[Items from a dataset]
⁂
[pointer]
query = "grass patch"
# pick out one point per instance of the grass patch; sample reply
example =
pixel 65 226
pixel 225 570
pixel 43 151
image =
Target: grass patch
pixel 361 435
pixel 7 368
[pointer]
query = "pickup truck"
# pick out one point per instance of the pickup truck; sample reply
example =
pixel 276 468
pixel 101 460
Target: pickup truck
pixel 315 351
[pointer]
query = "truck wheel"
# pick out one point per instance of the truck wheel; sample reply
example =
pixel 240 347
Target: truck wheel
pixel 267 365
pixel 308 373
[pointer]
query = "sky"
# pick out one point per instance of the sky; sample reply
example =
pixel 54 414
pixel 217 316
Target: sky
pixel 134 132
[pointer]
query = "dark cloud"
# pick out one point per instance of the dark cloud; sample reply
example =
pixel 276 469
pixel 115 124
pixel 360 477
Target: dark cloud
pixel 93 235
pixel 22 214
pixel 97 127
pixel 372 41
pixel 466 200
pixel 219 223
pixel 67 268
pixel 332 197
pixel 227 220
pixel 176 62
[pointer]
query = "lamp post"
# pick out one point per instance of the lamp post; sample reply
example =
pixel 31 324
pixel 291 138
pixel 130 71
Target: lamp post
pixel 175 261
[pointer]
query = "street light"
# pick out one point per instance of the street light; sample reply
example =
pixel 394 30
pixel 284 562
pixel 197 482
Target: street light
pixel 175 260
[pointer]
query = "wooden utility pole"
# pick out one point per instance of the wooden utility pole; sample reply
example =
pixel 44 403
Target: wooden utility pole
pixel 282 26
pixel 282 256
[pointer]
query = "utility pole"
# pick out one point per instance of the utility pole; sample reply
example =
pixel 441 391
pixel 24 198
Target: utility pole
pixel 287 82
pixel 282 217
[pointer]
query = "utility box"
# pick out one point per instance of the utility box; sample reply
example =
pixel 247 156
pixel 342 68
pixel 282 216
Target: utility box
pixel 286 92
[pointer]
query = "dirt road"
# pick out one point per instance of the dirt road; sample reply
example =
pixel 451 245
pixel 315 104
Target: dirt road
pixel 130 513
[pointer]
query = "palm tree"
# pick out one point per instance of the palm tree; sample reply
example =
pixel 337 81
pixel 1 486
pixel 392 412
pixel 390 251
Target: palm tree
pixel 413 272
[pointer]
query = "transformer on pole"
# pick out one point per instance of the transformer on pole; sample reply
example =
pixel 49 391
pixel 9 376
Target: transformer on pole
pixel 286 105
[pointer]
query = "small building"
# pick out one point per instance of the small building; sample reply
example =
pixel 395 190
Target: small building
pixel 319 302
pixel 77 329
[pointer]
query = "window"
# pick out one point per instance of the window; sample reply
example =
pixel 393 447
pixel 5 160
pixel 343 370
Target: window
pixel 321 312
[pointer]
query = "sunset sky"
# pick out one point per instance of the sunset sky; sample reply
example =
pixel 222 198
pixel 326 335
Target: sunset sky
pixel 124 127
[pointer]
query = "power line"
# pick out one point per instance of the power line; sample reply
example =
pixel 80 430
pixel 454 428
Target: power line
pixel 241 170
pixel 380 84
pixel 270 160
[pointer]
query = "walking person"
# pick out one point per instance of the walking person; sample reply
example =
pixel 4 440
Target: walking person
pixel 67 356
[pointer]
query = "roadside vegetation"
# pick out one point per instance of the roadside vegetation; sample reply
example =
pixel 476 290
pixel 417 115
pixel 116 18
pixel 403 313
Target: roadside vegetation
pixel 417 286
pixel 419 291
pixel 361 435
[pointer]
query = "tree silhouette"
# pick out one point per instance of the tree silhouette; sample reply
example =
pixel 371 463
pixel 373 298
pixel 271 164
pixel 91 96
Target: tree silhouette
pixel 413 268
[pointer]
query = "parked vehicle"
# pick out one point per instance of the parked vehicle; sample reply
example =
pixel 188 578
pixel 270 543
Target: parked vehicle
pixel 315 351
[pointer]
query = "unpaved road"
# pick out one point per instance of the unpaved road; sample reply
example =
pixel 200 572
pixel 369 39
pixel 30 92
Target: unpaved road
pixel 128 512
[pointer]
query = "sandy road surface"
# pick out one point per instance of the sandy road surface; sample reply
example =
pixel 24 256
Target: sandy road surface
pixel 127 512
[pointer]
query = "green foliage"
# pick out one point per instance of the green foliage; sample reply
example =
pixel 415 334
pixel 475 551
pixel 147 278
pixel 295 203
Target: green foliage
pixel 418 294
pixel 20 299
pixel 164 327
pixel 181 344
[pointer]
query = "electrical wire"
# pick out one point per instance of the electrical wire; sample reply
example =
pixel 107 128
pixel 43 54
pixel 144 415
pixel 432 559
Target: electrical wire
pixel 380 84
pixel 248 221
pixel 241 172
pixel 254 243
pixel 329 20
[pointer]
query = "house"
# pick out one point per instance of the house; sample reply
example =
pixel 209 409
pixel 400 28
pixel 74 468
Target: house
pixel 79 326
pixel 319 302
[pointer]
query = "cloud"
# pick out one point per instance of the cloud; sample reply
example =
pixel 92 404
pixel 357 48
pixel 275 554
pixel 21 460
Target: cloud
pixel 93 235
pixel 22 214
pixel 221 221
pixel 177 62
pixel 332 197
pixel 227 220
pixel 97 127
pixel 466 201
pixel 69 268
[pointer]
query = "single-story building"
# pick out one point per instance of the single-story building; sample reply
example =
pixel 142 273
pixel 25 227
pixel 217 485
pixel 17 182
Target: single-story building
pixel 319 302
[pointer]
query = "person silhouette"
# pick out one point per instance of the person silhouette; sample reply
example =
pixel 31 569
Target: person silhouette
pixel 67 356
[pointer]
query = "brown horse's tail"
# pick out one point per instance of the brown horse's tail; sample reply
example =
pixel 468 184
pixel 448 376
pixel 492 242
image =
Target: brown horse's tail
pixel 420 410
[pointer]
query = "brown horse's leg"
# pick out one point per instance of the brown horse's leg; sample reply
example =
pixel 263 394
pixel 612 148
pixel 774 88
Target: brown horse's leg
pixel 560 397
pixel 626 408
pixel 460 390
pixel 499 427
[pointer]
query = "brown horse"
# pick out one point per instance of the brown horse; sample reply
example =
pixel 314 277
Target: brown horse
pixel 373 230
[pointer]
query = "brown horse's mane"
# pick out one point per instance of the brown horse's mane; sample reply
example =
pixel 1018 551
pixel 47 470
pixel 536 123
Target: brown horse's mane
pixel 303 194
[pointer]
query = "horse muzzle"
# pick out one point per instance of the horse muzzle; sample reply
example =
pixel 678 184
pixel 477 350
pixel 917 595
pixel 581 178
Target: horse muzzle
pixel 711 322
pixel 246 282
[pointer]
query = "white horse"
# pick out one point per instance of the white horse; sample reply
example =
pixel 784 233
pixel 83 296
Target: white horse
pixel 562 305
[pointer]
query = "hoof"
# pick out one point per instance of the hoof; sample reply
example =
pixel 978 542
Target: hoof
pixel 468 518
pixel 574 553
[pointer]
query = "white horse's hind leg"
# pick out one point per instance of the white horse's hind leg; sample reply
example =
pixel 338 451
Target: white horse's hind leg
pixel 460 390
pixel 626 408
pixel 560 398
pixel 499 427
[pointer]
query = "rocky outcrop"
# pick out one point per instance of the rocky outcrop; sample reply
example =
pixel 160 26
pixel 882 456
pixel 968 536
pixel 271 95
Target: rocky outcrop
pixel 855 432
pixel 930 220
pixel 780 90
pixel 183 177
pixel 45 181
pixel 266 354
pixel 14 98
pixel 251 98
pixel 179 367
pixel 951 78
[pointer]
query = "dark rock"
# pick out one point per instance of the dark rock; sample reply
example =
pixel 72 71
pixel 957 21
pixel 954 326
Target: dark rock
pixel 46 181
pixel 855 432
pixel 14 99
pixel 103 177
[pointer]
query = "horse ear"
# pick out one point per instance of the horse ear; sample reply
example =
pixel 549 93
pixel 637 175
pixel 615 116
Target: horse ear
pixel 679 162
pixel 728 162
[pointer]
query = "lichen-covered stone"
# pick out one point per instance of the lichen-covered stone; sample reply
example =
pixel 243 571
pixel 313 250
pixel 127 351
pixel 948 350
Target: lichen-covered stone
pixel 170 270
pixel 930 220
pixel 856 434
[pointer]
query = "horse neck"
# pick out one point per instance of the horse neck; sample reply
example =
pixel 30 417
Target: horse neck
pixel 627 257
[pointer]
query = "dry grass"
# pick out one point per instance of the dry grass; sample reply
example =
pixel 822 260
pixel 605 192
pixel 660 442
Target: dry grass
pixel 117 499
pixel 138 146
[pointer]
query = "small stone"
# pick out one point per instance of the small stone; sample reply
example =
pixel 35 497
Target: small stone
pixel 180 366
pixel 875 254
⁂
The lines to return begin at the first line of the records and end at the line holding "pixel 130 71"; please return them exactly, including both, and nothing beyond.

• _EXERCISE RESPONSE_
[pointer]
query = "grass patch"
# pick out one point per instance of the grass patch; sample reply
example =
pixel 65 226
pixel 225 570
pixel 43 151
image =
Target: grass patch
pixel 361 435
pixel 7 368
[pointer]
query = "pickup truck"
# pick out one point per instance of the pickup truck; sample reply
example =
pixel 276 468
pixel 101 460
Target: pickup truck
pixel 315 351
[pointer]
query = "truck wheel"
# pick out one point per instance of the truck wheel; sample reply
example =
pixel 240 347
Target: truck wheel
pixel 267 365
pixel 308 373
[pointer]
query = "sky"
# pick out one point per instance of the sky; sample reply
example =
pixel 54 414
pixel 217 316
Target: sky
pixel 134 132
[pointer]
query = "dark cloud"
# pick out one point per instance of the dark cloud; sample reply
example =
pixel 276 469
pixel 115 124
pixel 360 477
Target: dark cloud
pixel 93 235
pixel 22 214
pixel 97 127
pixel 372 41
pixel 466 200
pixel 219 223
pixel 67 268
pixel 332 197
pixel 227 220
pixel 176 62
[pointer]
query = "lamp post"
# pick out one point per instance of the lamp post; sample reply
example =
pixel 31 324
pixel 291 138
pixel 130 71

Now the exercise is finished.